** DATA TO PROCESS follows **

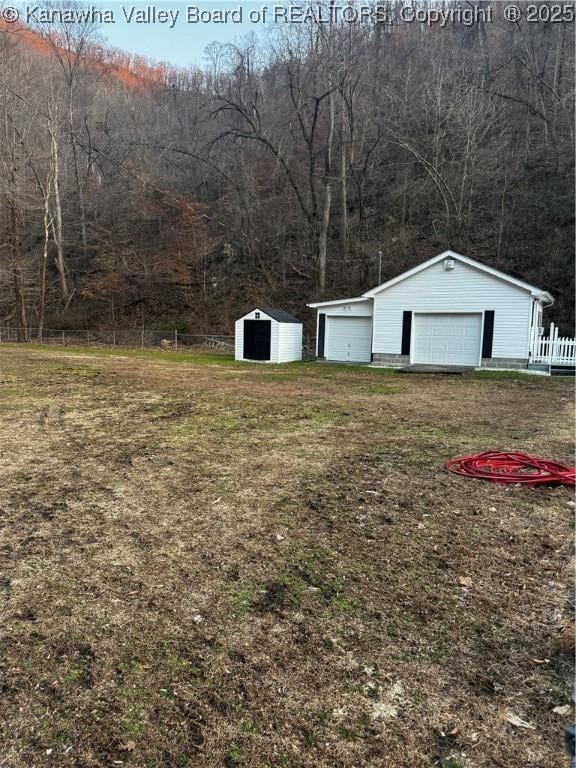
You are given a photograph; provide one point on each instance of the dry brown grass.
(268, 567)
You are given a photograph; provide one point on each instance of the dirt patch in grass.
(205, 565)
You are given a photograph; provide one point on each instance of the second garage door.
(349, 339)
(447, 339)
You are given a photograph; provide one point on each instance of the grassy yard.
(205, 563)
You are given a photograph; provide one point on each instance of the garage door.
(349, 339)
(447, 339)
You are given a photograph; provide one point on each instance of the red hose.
(512, 467)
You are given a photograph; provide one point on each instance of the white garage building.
(268, 336)
(450, 310)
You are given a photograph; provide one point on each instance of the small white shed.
(268, 336)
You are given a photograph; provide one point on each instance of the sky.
(181, 42)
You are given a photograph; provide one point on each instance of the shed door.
(257, 335)
(451, 339)
(349, 339)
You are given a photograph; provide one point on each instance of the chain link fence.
(134, 339)
(131, 338)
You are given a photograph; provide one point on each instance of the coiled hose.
(512, 467)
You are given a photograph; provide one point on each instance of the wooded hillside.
(132, 193)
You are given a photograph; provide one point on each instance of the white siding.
(463, 289)
(285, 339)
(289, 342)
(348, 339)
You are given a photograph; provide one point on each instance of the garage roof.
(536, 292)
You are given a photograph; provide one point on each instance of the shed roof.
(280, 315)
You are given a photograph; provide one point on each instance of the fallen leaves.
(563, 710)
(513, 719)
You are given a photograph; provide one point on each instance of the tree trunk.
(58, 236)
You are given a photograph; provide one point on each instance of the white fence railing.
(553, 349)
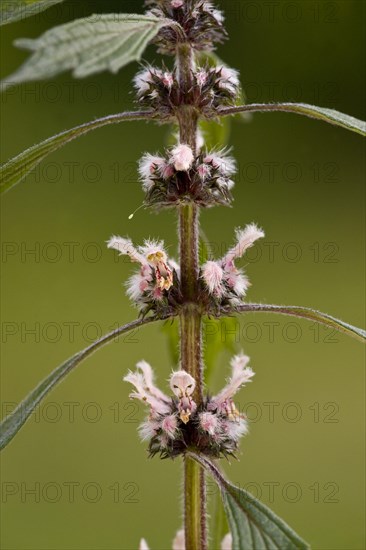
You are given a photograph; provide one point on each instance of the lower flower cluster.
(176, 424)
(180, 177)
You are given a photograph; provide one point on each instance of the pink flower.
(179, 541)
(153, 261)
(203, 171)
(149, 166)
(228, 79)
(168, 80)
(201, 78)
(182, 157)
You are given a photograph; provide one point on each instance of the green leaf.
(16, 10)
(312, 111)
(88, 46)
(16, 169)
(253, 526)
(305, 313)
(10, 426)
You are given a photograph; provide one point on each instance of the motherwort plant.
(189, 423)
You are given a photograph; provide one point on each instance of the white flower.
(137, 379)
(126, 248)
(170, 425)
(227, 542)
(182, 157)
(209, 422)
(149, 167)
(240, 375)
(179, 541)
(142, 81)
(148, 374)
(212, 274)
(228, 79)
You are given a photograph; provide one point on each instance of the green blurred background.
(301, 180)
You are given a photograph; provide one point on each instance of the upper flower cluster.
(181, 177)
(156, 284)
(201, 22)
(225, 283)
(211, 88)
(177, 423)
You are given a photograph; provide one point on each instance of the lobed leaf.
(253, 525)
(16, 10)
(312, 111)
(10, 426)
(306, 313)
(16, 169)
(88, 46)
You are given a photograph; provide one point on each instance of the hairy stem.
(190, 318)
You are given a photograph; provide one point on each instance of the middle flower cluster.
(181, 177)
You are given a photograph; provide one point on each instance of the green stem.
(190, 317)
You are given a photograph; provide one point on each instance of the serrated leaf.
(16, 10)
(321, 113)
(306, 313)
(253, 525)
(88, 46)
(16, 169)
(10, 426)
(217, 338)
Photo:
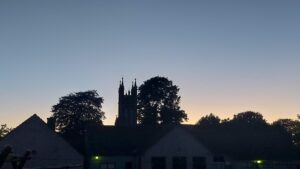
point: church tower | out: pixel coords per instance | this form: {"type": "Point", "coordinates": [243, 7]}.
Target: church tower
{"type": "Point", "coordinates": [127, 115]}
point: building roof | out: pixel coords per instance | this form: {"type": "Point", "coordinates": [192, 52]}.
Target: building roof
{"type": "Point", "coordinates": [48, 148]}
{"type": "Point", "coordinates": [118, 141]}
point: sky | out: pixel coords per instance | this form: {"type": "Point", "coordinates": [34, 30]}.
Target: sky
{"type": "Point", "coordinates": [226, 57]}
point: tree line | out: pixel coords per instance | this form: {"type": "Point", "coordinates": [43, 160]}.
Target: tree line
{"type": "Point", "coordinates": [158, 104]}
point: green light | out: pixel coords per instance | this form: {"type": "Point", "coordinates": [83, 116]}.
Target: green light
{"type": "Point", "coordinates": [258, 161]}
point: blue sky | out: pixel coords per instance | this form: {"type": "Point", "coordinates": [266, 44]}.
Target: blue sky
{"type": "Point", "coordinates": [226, 57]}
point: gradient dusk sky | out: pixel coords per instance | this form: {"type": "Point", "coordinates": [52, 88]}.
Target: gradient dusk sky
{"type": "Point", "coordinates": [226, 56]}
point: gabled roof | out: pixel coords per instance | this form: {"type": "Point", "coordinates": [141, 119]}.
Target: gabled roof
{"type": "Point", "coordinates": [111, 141]}
{"type": "Point", "coordinates": [48, 148]}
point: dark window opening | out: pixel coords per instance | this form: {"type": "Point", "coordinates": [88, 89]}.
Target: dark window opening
{"type": "Point", "coordinates": [158, 163]}
{"type": "Point", "coordinates": [199, 163]}
{"type": "Point", "coordinates": [128, 165]}
{"type": "Point", "coordinates": [219, 159]}
{"type": "Point", "coordinates": [179, 163]}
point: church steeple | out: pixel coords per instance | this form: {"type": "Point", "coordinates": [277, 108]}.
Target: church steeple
{"type": "Point", "coordinates": [127, 115]}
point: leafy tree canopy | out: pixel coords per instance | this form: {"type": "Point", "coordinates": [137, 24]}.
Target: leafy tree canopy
{"type": "Point", "coordinates": [248, 118]}
{"type": "Point", "coordinates": [292, 127]}
{"type": "Point", "coordinates": [4, 130]}
{"type": "Point", "coordinates": [75, 110]}
{"type": "Point", "coordinates": [209, 121]}
{"type": "Point", "coordinates": [158, 102]}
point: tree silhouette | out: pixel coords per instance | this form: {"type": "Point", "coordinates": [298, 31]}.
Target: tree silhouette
{"type": "Point", "coordinates": [248, 118]}
{"type": "Point", "coordinates": [75, 110]}
{"type": "Point", "coordinates": [292, 127]}
{"type": "Point", "coordinates": [209, 121]}
{"type": "Point", "coordinates": [158, 102]}
{"type": "Point", "coordinates": [4, 130]}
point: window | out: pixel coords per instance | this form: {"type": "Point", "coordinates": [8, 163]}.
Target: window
{"type": "Point", "coordinates": [107, 166]}
{"type": "Point", "coordinates": [128, 165]}
{"type": "Point", "coordinates": [179, 163]}
{"type": "Point", "coordinates": [158, 163]}
{"type": "Point", "coordinates": [199, 163]}
{"type": "Point", "coordinates": [219, 159]}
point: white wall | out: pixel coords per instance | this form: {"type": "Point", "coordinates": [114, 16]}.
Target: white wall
{"type": "Point", "coordinates": [177, 142]}
{"type": "Point", "coordinates": [51, 150]}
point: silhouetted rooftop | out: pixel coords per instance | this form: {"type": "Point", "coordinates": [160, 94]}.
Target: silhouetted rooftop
{"type": "Point", "coordinates": [255, 144]}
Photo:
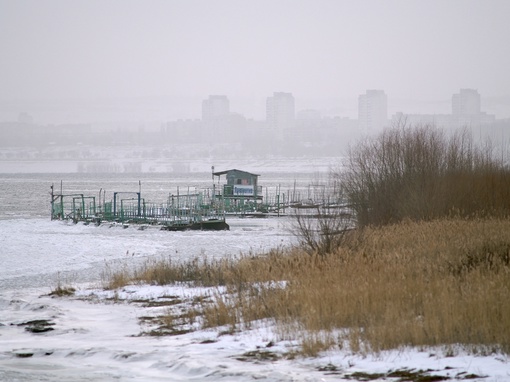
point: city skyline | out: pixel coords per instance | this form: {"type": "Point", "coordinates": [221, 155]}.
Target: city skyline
{"type": "Point", "coordinates": [106, 54]}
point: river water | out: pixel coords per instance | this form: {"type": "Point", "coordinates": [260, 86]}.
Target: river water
{"type": "Point", "coordinates": [38, 252]}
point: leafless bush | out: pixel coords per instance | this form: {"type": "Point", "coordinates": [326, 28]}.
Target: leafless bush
{"type": "Point", "coordinates": [422, 174]}
{"type": "Point", "coordinates": [321, 230]}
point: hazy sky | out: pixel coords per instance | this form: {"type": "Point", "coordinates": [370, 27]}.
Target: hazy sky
{"type": "Point", "coordinates": [320, 50]}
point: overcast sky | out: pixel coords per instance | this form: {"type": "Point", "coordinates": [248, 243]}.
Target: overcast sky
{"type": "Point", "coordinates": [319, 50]}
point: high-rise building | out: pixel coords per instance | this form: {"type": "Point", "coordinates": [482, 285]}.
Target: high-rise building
{"type": "Point", "coordinates": [216, 106]}
{"type": "Point", "coordinates": [280, 111]}
{"type": "Point", "coordinates": [372, 110]}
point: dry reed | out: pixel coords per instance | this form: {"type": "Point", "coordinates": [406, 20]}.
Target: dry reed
{"type": "Point", "coordinates": [442, 282]}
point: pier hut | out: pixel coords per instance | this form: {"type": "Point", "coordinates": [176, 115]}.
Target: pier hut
{"type": "Point", "coordinates": [241, 193]}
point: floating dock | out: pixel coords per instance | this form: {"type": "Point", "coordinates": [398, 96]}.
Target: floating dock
{"type": "Point", "coordinates": [204, 209]}
{"type": "Point", "coordinates": [197, 211]}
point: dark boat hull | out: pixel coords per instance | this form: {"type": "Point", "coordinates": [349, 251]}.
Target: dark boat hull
{"type": "Point", "coordinates": [210, 225]}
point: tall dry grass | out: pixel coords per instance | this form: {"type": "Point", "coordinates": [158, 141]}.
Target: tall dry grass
{"type": "Point", "coordinates": [443, 282]}
{"type": "Point", "coordinates": [422, 173]}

** End of DATA TO PROCESS **

REQUIREMENT>
Print exactly the lines above from the one with "Target: leafless bush" to the one with "point: floating dock", including both.

REPLY TO THE TASK>
Target: leafless bush
{"type": "Point", "coordinates": [422, 174]}
{"type": "Point", "coordinates": [321, 230]}
point: hazy sky | out: pixel coords per instance | this form: {"type": "Point", "coordinates": [370, 27]}.
Target: hazy sky
{"type": "Point", "coordinates": [320, 50]}
point: overcast sky | out: pixel coords per instance | this form: {"type": "Point", "coordinates": [248, 243]}.
Target: overcast sky
{"type": "Point", "coordinates": [319, 50]}
point: high-rise building | out: pixel coords per instance | this form: {"type": "Point", "coordinates": [482, 285]}.
Target: high-rise building
{"type": "Point", "coordinates": [216, 106]}
{"type": "Point", "coordinates": [280, 111]}
{"type": "Point", "coordinates": [372, 110]}
point: dry reed | out: pixel coords per instance | this form: {"type": "Point", "coordinates": [406, 20]}.
Target: dry reed
{"type": "Point", "coordinates": [442, 282]}
point: pier hut | out: pixel coords per instance | this form: {"type": "Point", "coordinates": [176, 115]}.
Target: pier hut
{"type": "Point", "coordinates": [241, 193]}
point: floating dock | out: pixel coords per instance | this form: {"type": "Point", "coordinates": [398, 96]}.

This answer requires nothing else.